SHORT EXERCISE: Count how many lines in the records below contain the string "road", treating uppercase and lowercase letters as distinct, and reply with that number alone.

--

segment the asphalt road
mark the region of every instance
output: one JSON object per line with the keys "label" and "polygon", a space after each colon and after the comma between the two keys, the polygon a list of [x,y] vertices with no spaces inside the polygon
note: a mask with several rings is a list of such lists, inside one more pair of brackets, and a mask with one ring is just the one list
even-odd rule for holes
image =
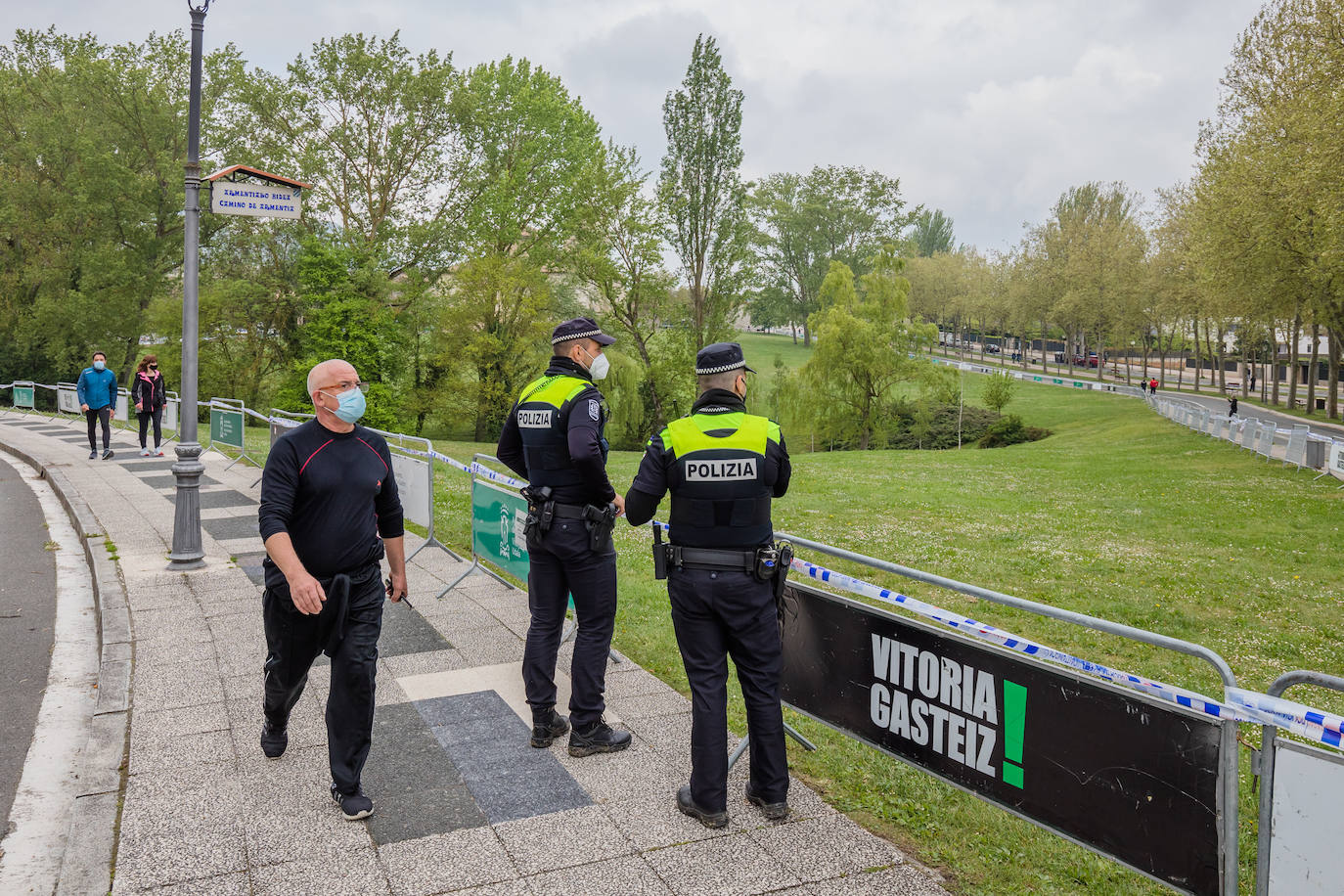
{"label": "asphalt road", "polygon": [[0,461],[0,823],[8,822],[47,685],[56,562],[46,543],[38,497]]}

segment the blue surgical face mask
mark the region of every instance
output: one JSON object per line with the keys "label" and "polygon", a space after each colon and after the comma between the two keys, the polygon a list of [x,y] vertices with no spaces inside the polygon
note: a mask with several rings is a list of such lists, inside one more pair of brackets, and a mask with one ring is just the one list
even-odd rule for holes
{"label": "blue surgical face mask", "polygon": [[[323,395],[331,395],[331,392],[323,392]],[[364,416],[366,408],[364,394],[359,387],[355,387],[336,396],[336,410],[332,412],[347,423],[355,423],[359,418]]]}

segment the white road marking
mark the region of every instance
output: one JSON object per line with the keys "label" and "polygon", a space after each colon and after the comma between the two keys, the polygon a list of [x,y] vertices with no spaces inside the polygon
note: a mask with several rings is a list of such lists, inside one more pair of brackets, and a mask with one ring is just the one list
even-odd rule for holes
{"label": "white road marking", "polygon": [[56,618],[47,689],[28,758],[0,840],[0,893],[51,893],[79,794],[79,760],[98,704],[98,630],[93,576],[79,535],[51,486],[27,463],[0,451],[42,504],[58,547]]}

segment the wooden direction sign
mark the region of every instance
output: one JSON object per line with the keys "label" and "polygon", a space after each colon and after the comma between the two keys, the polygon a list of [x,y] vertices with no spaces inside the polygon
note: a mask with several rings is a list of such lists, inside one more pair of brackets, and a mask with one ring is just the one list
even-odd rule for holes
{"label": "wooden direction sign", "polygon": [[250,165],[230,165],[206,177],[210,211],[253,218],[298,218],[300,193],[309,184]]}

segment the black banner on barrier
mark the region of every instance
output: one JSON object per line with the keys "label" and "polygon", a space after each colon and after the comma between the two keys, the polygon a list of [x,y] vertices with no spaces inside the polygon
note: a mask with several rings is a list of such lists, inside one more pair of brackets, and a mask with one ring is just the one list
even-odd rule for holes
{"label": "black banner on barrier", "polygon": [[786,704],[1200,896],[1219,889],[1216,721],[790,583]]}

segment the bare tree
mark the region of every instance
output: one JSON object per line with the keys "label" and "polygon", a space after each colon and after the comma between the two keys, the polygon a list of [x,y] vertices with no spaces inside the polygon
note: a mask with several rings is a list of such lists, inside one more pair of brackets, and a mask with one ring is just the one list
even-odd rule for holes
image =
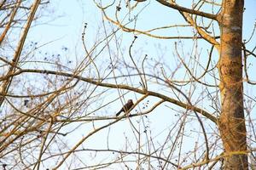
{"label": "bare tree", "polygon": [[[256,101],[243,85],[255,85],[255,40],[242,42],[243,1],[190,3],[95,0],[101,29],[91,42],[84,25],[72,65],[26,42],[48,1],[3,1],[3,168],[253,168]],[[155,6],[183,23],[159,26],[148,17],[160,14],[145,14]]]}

--

FINAL ANSWER: 4